**Stored items from a collection:**
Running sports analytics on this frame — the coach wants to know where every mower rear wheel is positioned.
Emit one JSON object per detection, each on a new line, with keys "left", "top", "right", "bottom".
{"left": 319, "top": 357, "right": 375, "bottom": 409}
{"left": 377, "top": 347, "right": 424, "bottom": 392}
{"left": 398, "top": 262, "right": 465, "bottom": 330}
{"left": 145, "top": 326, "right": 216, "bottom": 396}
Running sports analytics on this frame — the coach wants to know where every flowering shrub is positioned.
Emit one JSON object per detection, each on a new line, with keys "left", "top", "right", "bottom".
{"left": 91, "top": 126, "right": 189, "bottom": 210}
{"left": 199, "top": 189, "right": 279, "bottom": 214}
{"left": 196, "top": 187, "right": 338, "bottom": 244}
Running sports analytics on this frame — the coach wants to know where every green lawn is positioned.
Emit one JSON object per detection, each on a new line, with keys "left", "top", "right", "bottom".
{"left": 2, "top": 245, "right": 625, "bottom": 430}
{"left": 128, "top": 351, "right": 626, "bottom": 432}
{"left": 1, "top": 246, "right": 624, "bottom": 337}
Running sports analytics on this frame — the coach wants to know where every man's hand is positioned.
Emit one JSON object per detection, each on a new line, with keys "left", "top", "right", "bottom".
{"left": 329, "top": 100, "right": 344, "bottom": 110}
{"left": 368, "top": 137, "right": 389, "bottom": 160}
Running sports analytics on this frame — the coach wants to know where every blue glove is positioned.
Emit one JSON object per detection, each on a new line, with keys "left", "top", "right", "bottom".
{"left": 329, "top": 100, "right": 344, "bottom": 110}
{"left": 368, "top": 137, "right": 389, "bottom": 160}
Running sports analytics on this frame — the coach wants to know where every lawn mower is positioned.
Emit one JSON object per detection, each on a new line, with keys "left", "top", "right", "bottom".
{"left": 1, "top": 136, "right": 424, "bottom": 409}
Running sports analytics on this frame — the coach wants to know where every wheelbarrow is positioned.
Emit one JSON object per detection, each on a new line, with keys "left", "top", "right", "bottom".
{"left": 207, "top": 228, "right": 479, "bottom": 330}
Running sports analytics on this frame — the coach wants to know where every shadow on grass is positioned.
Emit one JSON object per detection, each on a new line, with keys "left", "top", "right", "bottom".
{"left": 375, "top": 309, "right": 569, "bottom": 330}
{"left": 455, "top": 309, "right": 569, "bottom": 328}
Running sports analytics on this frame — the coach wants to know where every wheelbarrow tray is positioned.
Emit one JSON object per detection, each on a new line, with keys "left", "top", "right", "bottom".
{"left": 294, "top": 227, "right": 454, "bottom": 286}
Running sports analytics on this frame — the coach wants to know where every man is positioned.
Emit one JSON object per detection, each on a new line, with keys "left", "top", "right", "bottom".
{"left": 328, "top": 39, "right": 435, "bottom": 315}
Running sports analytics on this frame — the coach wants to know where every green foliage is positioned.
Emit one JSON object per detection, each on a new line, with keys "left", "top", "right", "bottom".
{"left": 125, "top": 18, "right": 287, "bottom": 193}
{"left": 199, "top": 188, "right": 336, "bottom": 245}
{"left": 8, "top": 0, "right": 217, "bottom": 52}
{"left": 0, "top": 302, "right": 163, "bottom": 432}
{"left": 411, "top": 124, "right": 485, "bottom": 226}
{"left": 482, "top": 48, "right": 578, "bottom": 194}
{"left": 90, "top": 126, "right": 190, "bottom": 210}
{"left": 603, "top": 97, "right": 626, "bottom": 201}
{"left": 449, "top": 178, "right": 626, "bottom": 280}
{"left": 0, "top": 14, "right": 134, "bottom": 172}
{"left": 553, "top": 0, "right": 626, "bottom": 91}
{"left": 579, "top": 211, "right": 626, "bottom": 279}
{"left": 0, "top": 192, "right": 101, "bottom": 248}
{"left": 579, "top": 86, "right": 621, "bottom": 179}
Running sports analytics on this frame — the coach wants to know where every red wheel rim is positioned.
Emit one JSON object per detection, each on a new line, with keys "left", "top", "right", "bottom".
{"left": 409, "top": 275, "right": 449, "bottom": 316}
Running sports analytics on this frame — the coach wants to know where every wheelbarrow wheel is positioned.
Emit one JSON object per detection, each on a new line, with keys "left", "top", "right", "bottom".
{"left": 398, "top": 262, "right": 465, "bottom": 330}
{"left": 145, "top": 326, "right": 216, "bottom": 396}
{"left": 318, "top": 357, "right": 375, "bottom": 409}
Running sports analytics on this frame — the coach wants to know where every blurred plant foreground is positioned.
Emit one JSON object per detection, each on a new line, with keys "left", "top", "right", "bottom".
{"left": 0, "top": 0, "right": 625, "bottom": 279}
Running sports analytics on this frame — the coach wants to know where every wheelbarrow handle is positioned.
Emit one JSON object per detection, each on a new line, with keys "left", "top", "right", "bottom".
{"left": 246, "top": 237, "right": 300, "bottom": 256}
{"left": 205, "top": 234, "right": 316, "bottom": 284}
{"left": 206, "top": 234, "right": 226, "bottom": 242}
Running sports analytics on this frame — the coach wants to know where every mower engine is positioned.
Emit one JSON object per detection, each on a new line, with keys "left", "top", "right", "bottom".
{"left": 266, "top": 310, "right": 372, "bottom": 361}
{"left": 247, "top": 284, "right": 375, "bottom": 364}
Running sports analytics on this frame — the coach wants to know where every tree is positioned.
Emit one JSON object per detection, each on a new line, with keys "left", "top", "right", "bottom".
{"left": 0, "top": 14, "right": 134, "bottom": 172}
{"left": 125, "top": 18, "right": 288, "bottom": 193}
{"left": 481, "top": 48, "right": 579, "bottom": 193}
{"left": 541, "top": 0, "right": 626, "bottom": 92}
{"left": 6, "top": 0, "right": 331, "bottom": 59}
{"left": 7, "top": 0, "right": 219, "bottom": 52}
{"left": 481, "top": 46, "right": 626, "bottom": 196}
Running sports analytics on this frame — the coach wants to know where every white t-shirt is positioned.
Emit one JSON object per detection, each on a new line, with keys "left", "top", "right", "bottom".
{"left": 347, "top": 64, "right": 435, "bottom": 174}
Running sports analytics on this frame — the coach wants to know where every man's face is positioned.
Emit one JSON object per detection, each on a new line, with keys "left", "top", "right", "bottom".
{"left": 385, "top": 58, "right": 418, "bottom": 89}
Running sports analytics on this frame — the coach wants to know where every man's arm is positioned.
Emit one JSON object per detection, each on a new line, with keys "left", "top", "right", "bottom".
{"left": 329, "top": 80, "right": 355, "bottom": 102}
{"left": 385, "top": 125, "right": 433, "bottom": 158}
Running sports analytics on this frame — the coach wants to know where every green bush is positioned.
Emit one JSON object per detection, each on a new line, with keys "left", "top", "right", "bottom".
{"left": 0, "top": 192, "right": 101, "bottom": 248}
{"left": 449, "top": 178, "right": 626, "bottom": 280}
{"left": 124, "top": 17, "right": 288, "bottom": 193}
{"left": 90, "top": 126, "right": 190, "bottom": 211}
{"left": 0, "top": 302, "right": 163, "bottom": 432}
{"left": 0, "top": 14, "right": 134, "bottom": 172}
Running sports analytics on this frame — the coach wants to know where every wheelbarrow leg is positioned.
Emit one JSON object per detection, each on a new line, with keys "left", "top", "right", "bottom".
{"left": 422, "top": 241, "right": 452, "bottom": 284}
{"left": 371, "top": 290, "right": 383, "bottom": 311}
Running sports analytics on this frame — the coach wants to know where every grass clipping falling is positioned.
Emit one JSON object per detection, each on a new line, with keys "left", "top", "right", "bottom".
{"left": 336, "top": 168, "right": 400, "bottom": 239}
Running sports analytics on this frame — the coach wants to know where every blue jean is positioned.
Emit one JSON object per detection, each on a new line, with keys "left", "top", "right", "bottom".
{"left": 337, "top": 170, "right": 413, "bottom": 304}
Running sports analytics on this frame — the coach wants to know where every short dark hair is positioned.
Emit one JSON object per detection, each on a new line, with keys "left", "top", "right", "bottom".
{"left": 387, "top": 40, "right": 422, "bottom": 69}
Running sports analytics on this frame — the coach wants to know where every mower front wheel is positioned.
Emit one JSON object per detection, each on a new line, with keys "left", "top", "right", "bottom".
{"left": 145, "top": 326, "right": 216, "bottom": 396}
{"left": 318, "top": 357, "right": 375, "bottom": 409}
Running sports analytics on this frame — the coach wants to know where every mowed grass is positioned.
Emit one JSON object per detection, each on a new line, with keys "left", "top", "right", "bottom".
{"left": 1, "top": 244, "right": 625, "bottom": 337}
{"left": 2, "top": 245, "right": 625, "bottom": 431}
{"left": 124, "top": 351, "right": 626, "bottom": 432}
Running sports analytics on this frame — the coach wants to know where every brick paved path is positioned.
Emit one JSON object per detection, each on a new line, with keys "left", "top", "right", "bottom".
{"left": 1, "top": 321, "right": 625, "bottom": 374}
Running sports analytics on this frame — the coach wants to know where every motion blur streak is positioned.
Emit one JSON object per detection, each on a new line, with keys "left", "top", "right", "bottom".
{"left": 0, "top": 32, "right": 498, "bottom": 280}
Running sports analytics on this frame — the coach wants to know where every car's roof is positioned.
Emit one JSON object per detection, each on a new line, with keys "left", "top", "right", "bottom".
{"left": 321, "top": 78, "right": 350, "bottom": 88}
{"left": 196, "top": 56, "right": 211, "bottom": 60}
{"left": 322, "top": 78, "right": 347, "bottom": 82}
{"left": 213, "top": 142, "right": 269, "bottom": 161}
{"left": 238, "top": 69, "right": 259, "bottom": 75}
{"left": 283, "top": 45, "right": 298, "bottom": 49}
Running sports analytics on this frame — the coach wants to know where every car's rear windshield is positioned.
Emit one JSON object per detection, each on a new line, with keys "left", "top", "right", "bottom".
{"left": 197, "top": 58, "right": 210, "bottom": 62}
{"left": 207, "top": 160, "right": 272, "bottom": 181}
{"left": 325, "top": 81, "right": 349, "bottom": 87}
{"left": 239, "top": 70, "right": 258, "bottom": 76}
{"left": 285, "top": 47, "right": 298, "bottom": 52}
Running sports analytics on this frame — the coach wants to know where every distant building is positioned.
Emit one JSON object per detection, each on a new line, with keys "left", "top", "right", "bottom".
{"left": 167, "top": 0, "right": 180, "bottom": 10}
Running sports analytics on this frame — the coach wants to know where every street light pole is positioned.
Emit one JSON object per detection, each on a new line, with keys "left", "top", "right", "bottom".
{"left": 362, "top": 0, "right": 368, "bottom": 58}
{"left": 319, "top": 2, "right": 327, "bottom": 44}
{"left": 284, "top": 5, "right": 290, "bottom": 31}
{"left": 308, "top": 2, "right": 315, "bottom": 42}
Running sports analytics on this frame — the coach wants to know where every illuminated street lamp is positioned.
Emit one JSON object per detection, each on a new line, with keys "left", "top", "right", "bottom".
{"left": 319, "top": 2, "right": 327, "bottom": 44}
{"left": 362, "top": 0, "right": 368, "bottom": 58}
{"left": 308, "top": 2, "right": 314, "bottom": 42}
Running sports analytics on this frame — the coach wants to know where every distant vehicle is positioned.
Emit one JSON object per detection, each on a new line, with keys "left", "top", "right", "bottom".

**What you should do:** Show every line from the entries that includes the word "street".

**Task output:**
Running sports analytics on this frame — the coach wants to know where every street light pole is positioned.
Running sports analytics on this frame — the coach wants to know where every illuminated street lamp is positioned.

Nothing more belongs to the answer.